Document text:
━━━━━━━━━━━━━━━━━━━━
Algebra. The word may strike fear in the hearts of some who read this, but we promise, solving algebra math equations isn’t as hard as it sounds! This tutorial will show you how to solve algebraic equations, complete with equation examples and their solutions.
You might wonder, “when will I ever need to solve even simple algebra equations in real life?” Math in general and algebra specifically come in handy if you plan to become a:
- Scientist
- Teacher
- Computer Programmer
- Doctor
- Statistician
Solving basic algebra equations prepares your brain for handling other difficult tasks, like learning how to code or taking up a musical instrument. Most careers in technology will require an understanding of algebra math equations.
What Is an Algebra Equation?
Before we get into some algebra equations examples, let’s talk about algebra. Algebra is a lot like arithmetic with a mystery element. You still have the same basic symbols:
- Division: ÷
- Addition: +
- Multiplication: ×
- Subtraction: –
But to find an algebra solution, you have to find a number that’s hidden behind a letter, usually “x.”
Let’s go over some essential algebra terms:
Variable
The letter hiding the solution, commonly “x.”
Constant
Known numbers in the equation. In the equation 2+3=x, 2 and 3 are the constants.
━━━━━━━━━━━━━━━━━━━━
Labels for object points

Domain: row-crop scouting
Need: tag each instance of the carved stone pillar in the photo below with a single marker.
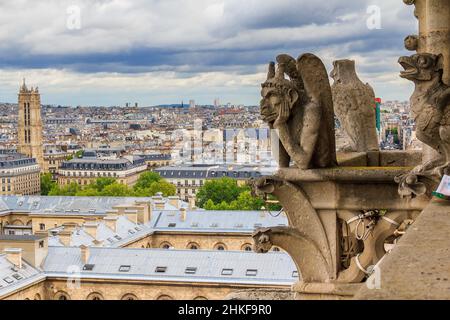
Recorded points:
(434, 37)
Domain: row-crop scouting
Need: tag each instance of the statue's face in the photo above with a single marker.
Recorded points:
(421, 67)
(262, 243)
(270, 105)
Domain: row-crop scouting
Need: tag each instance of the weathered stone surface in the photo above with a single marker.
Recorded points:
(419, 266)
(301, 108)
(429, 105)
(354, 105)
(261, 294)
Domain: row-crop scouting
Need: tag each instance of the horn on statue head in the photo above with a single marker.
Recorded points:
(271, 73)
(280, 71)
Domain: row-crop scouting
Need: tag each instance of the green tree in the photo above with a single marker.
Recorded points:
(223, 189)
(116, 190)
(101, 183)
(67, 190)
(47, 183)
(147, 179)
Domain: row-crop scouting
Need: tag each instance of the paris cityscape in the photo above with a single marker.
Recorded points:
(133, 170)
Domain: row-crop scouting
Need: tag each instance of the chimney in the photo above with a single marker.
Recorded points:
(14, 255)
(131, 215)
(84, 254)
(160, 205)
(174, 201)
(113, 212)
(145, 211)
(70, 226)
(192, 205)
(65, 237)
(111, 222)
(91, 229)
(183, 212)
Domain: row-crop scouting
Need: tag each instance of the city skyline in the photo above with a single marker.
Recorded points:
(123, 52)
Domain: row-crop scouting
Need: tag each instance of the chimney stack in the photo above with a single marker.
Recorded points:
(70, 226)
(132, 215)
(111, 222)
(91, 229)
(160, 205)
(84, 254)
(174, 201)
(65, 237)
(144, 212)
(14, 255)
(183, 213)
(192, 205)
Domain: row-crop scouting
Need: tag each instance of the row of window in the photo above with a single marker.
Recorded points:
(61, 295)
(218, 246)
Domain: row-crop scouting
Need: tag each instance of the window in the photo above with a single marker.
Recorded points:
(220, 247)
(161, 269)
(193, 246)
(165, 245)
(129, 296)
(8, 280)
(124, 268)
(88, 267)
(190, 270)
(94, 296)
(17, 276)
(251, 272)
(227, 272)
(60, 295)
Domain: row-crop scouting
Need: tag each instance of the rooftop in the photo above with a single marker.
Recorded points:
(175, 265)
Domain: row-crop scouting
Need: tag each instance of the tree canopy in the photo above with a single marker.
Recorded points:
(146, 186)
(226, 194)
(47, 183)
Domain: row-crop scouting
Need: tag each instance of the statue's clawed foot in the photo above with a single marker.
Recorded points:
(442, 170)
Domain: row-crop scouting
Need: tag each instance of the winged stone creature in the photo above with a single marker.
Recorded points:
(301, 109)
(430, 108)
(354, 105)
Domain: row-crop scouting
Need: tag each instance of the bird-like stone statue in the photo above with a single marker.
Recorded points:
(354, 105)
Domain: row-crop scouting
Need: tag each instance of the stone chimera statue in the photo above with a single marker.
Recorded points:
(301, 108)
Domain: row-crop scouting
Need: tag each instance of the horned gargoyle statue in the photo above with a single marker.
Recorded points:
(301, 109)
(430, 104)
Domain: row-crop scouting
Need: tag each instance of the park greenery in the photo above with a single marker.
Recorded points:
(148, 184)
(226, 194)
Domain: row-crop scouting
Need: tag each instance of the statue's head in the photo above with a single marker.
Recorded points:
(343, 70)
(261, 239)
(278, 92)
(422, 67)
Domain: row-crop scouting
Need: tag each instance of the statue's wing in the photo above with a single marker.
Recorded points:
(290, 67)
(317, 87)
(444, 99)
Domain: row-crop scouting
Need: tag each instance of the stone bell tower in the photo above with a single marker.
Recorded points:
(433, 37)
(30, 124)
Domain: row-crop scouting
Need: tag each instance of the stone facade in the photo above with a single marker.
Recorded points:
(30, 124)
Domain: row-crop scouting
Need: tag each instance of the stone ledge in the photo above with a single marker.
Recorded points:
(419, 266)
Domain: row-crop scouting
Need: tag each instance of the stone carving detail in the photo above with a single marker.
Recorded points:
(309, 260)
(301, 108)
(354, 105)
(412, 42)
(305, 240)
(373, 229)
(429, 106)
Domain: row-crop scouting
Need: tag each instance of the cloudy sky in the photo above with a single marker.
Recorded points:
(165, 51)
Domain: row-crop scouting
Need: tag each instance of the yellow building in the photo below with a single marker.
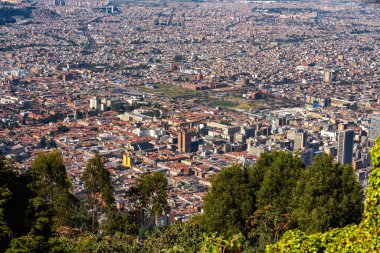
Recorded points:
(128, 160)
━━━━━━━━━━━━━━━━━━━━
Jobs:
[A] In the algebra tutorial, what are 2 and 3 called in the equation 2+3=x?
[B] Please change "Statistician" to "Engineer" in the algebra tutorial passage starting with "Algebra. The word" and going on through "algebra math equations.". Write out that passage with the change.

Task-by-task results:
[A] They are the constants.

[B]
Algebra. The word may strike fear in the hearts of some who read this, but we promise, solving algebra math equations isn’t as hard as it sounds! This tutorial will show you how to solve algebraic equations, complete with equation examples and their solutions.
You might wonder, “when will I ever need to solve even simple algebra equations in real life?” Math in general and algebra specifically come in handy if you plan to become a:
- Scientist
- Teacher
- Computer Programmer
- Doctor
- Engineer
Solving basic algebra equations prepares your brain for handling other difficult tasks, like learning how to code or taking up a musical instrument. Most careers in technology will require an understanding of algebra math equations.